● Work to complete: Transcribe the listing below line for line without changing anything, but omit the pictures.

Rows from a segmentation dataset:
━━━━━━━━━━━━━━━━━━━━

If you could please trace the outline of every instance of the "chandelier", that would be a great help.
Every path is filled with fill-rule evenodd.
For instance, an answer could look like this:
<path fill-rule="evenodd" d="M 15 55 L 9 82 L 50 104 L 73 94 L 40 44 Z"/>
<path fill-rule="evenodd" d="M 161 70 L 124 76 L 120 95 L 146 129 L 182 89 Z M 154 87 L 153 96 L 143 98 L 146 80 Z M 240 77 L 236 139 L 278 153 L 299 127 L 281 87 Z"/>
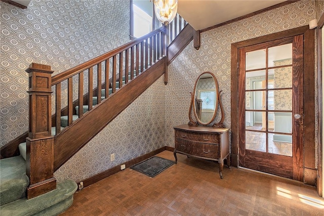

━━━━━━━━━━━━━━━━━━━━

● Result of the exercise:
If you could please trace the outline of every instance of the "chandelier", that would be a great help.
Every path is filled with fill-rule evenodd.
For instance, an answer could look like this:
<path fill-rule="evenodd" d="M 15 55 L 9 82 L 50 104 L 73 94 L 40 44 Z"/>
<path fill-rule="evenodd" d="M 161 70 L 124 76 L 120 95 L 146 129 L 182 89 Z M 154 87 L 153 96 L 143 98 L 146 80 Z M 240 77 L 236 139 L 278 153 L 299 127 L 281 87 Z"/>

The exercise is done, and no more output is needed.